Ten years ago, Julie Hutchingson came down with mysterious symptoms.

Depression, severe fatigue, insomnia, series of vertigo, unexplained tendinitis that would not heal, floaters in my eyes, she said.

She went from doctor to doctor, who suggested it could be over 10 different conditions.

A couple of doctors mentioned HIV, possibly AIDS, she said.

After seven years, she finally got a definitive diagnosis - Lyme disease. The CDC reports about 20,000 cases of Lyme disease have occurred in the U.S. in recent years but says actual numbers could be much higher.

Some doctors say the problem is the blood test.

The CDC recognizes three strains right now, but there might be 300 strains, said Dr. Michael Cichon, Assistant Clinical Professor, University of South Florida, Tampa.

Doctors also disagree on treatment. Dr. Cichon uses IV antibiotic therapy for four months or longer on some of his patients. The Infectious Diseases Society of America says the long-term treatment carries risks like antibiotic resistance and infection and recommends a shorter course of less than two months.

And all three studies indicated that prolonging antibiotic treatment after 60 days does not seem to have any further effect, said David Balkwill, PhD, Professor of Microbiology, UCF College of Medicine.

The Infectious Diseases Society needs to stop their guidelines. Make them just recommendations, said Dr. Cichon.

One thing most agree on is that change needs to happen.

Julie underwent long-term antibiotic therapy. She hopes to save others from the unanswered questions that troubled her for years.

Nearly all cases of Lyme disease occur in the mid-Atlantic and Northeast states.

Besides a rash at the site of a tick bite, symptoms to watch out for include joint pain that migrates from one joint to another, fever, chills, fatigue and body aches.

To better understand how Lyme disease spreads, the National Science Foundation recently awarded a four-year, $2.5 million grant to scientists at five U.S. universities.

* [Dataset]
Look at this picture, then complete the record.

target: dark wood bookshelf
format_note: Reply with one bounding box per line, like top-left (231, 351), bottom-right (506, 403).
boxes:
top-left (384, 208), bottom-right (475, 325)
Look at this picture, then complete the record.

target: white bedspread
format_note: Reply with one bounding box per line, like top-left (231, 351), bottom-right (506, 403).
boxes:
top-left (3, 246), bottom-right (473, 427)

==

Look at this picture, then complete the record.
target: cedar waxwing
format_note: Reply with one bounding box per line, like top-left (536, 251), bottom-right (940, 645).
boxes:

--

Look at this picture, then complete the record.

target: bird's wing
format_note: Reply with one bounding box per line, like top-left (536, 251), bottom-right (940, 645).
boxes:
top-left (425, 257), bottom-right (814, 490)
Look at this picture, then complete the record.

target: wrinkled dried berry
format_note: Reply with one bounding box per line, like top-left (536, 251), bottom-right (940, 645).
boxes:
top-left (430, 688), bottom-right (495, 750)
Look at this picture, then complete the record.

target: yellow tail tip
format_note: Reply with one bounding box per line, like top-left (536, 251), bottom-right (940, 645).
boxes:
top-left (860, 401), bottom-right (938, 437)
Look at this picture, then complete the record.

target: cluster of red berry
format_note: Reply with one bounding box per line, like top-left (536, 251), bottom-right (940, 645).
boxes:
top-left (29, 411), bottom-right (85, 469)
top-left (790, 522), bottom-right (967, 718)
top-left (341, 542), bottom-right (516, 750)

* [Problem statement]
Answer these questions about the Lyme disease article:
(a) How many years passed before Julie Hutchingson received a definitive diagnosis?
(b) According to Dr. Michael Cichon, how many strains does the CDC currently recognize?
(c) What grant did the National Science Foundation award, in amount and length?
Work only from the Lyme disease article, not from the data.

* [Solution to the exercise]
(a) Seven years.
(b) Three strains.
(c) A four-year, $2.5 million grant.